— Start —

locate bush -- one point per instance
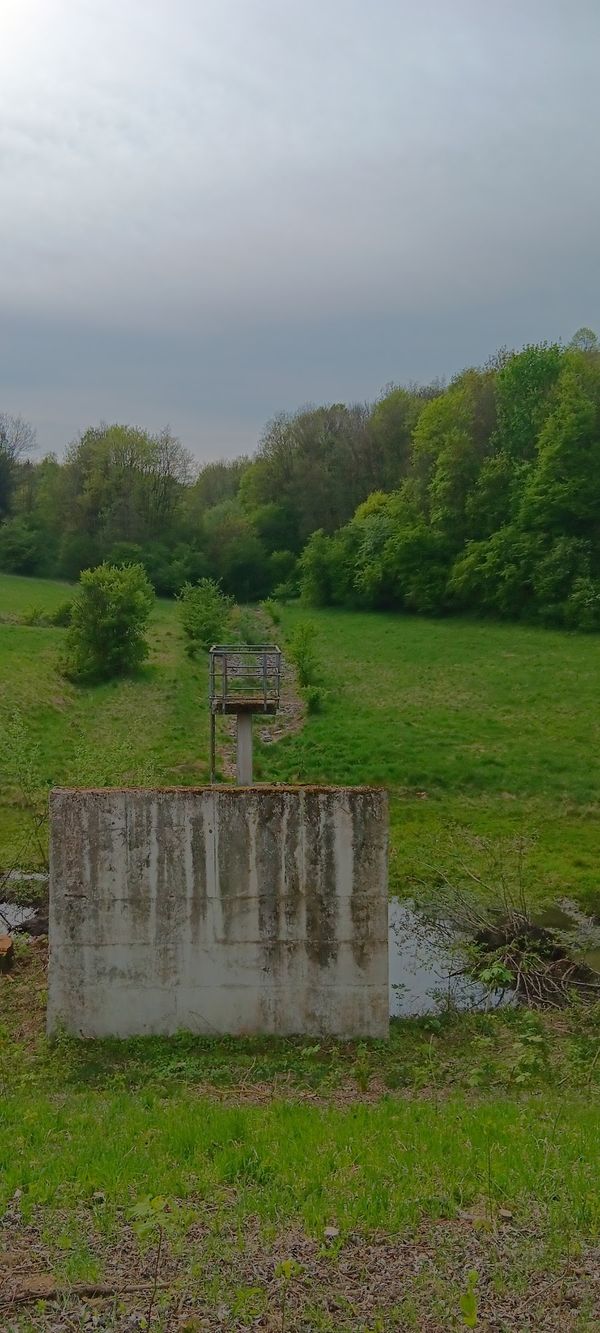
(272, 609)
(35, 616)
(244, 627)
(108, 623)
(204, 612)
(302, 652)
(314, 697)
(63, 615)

— End —
— Start —

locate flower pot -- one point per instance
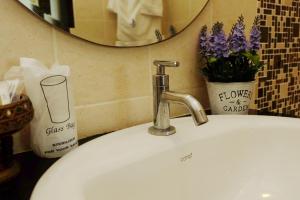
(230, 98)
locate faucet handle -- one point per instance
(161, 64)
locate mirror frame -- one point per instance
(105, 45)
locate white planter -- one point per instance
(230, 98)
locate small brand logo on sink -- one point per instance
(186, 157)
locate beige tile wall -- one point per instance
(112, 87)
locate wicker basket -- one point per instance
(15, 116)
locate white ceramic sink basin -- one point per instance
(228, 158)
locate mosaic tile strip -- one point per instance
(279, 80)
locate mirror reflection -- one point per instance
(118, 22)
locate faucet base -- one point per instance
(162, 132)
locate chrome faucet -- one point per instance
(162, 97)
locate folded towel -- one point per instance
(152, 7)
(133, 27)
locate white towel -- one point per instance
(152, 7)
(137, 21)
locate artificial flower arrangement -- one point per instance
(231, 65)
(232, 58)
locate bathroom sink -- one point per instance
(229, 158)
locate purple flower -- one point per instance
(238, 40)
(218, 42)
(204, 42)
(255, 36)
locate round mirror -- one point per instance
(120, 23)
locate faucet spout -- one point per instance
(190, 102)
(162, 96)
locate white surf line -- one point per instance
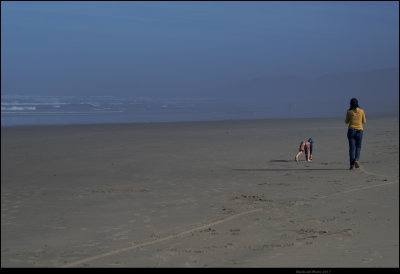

— End —
— Start —

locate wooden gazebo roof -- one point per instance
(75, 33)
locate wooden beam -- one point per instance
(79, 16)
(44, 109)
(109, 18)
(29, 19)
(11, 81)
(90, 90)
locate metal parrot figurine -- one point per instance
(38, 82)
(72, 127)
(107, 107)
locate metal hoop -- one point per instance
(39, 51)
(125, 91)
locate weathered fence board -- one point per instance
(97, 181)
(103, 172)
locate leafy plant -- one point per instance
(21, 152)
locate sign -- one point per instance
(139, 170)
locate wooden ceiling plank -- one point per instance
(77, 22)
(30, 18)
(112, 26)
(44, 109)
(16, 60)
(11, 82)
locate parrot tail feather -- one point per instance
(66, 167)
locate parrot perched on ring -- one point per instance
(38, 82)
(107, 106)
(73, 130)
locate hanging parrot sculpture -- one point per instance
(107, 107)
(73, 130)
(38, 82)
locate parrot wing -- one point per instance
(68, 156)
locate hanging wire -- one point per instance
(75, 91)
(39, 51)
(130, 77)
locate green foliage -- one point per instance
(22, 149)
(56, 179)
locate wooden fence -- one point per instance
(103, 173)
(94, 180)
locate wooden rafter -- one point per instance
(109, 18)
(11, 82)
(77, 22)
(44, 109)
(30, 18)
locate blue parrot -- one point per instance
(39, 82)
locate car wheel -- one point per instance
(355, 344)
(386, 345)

— End —

• _WHAT THE EXERCISE ASKS_: Repeat the data above verbatim, starting at the line containing "locate faucet base -- one point per instance" and ending with the line containing "locate white surf", both lines included.

• _EXPECTED ANSWER_:
locate faucet base -- one point per instance
(162, 132)
locate chrome faucet -- one point per instance
(162, 97)
locate folded towel -- one point per instance
(152, 7)
(133, 27)
locate white towel -- one point per instance
(152, 7)
(137, 21)
locate artificial flower arrangement -- one point per instance
(231, 65)
(232, 58)
locate bathroom sink -- one point per instance
(229, 158)
locate purple flower -- one point per instance
(238, 40)
(218, 42)
(204, 42)
(255, 36)
locate round mirror -- one point per instance
(120, 23)
locate faucet spout -- one point per instance
(190, 102)
(162, 96)
locate white surf line -- one point per instance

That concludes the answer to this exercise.